=== Problem description ===
Reproduce the following records line for line, exactly as they appear, omitting the pictures.

Object pointing dataset records:
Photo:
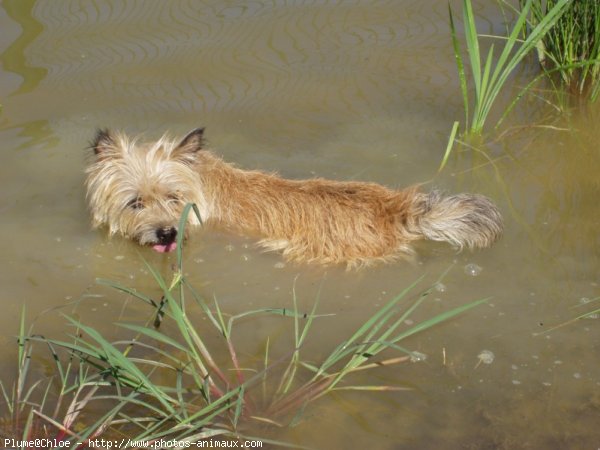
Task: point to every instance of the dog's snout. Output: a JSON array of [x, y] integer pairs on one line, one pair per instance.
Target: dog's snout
[[166, 235]]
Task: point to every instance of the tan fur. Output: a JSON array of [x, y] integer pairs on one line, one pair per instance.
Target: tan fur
[[139, 191]]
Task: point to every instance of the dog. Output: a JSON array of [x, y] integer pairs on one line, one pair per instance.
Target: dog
[[139, 190]]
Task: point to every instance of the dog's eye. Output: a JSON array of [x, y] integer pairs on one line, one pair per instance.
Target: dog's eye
[[135, 203]]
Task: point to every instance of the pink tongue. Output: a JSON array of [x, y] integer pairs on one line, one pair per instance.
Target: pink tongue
[[165, 248]]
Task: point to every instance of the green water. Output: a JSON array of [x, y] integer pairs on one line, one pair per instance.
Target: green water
[[360, 90]]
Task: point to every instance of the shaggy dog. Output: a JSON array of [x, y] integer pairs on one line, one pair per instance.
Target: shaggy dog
[[139, 190]]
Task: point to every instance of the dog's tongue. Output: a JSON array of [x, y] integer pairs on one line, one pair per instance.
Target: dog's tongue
[[165, 248]]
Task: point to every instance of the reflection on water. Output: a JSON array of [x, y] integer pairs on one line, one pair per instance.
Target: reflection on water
[[348, 90]]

=== Response ===
Photo:
Task: point to every instance of the dog's snout. Output: a JSON array of [x, y] integer pairs on one line, one pair per instance.
Target: dog's snout
[[166, 235]]
Task: point to every instance of the tan fur. Output: a JSON array of [x, y] integer pairs on one line, one pair per instance.
Target: tan fur
[[139, 191]]
Task: point to every instance of the dog. Output: a JSON array of [x, y] integer pairs on one line, one pair per instance.
Target: dog
[[139, 190]]
Task: point to every instance of the dog's eye. Output: a JSON array of [x, y] integer pairs on one line, one pair per instance.
Target: dog's eye
[[135, 203]]
Task: point to every instance of the pink tongue. Output: a JSON array of [x, y] integer pairs on one line, one pair per instance.
Target: pink tongue
[[165, 248]]
Task: point to every instance of the green water. Output: a JSON array of [x, y] integer pairs on one line, one pair per instance.
Target: green water
[[360, 90]]
Task: point to every instance of the shaggy dog. Output: a JSON array of [x, y] integer pairs on one line, one pair per instance.
Target: shaggy dog
[[139, 190]]
Task: point to every instance of the dog's tongue. Output: a JSON array of [x, y] integer pairs on one line, one pair per instance.
Target: dog's tongue
[[165, 248]]
Task: point to every instance of the reflection on water. Output: a JSON array of [x, y] integer pairs on one line, one pair per instance.
Target: reflection on water
[[348, 90]]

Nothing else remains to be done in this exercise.